I am also very happy and am worrying less despite the difficulty that I definitely did not anticipate before my mission of enduring to the end. Elder Franson and I agree that the newness has definitely worn off and it seems like we never see new problems/ideas/types of people etc. The days are the same etc. Even getting transferred to a new area doesn't seem new and exciting anymore. I am trying to focus on developing and radiating a deep love for the Gospel. I also know that despite all this I love, serve, understand (that especially) and am patient with the people I come in contact with/am teaching. So yeah you could say that my dedication to this cause and the people I serve are the only thing that is getting me through this. That and I still feel like I have more to learn and grow...

I am also excited for Turkey Bowl next week! And a little less so- thanksgiving (holidays are just not the same on the mission.... but we will get a good dinner at a members house... so I am grateful for that!)

I love you all!
Elder Myers

Tuesday, November 9, 2010

Elder Myers Nov. 8, 2010

The work is going pretty well. We are still trying to find a solid progressing investigator. Manuel's (the mentally challenged man we talked about) parents were our biggest potential to complete last week's goal of setting 1 new baptismal date. It looks like we might drop them this week. They LOVE Christianity, but it doesn't seem like they want to progress or really get what we are trying to teach. We struggle to apply the trainings with them. They are very nice but always too busy to complete the recent commitments... We will see what happens with them! We don't really know what to do with Manuel either... It seem like he isn't very adept at making conscience adult decisions. We can persuade him to go to church but that isn't the way it should be.... He is gone a lot too so we don't talk to him much.

## Data section
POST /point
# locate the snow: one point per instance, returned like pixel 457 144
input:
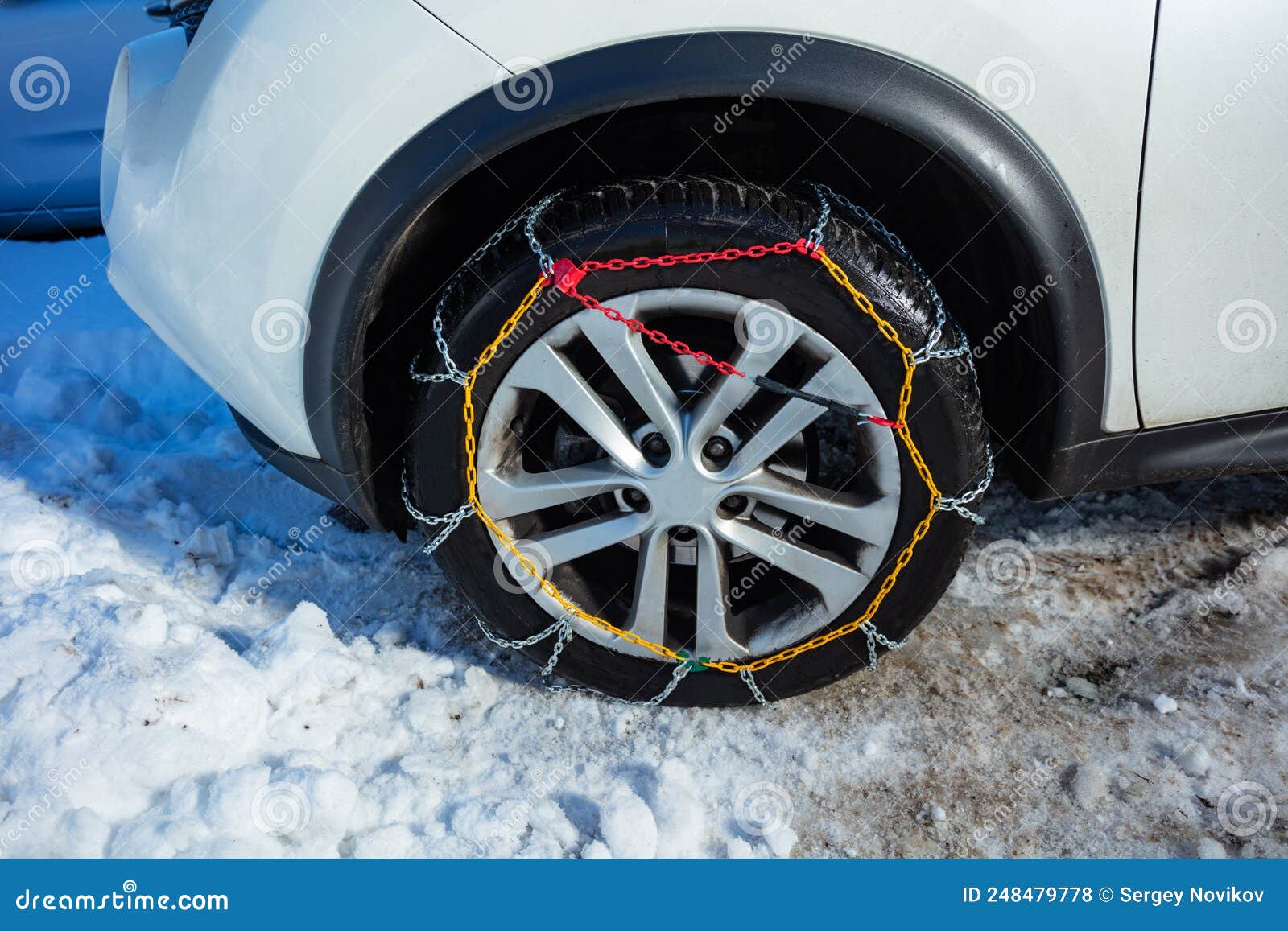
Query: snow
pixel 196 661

==

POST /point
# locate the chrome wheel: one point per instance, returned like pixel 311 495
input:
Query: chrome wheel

## What you will do
1. Repeat the part of the missionary letter from "I love you all!" up to and including "to him much.".
2. In the missionary letter, what was last week's goal?
The material has nothing to do with the missionary letter.

## Answers for the tasks
1.
I love you all!
Elder Myers

Tuesday, November 9, 2010

Elder Myers Nov. 8, 2010

The work is going pretty well. We are still trying to find a solid progressing investigator. Manuel's (the mentally challenged man we talked about) parents were our biggest potential to complete last week's goal of setting 1 new baptismal date. It looks like we might drop them this week. They LOVE Christianity, but it doesn't seem like they want to progress or really get what we are trying to teach. We struggle to apply the trainings with them. They are very nice but always too busy to complete the recent commitments... We will see what happens with them! We don't really know what to do with Manuel either... It seem like he isn't very adept at making conscience adult decisions. We can persuade him to go to church but that isn't the way it should be.... He is gone a lot too so we don't talk to him much.

2. Setting 1 new baptismal date.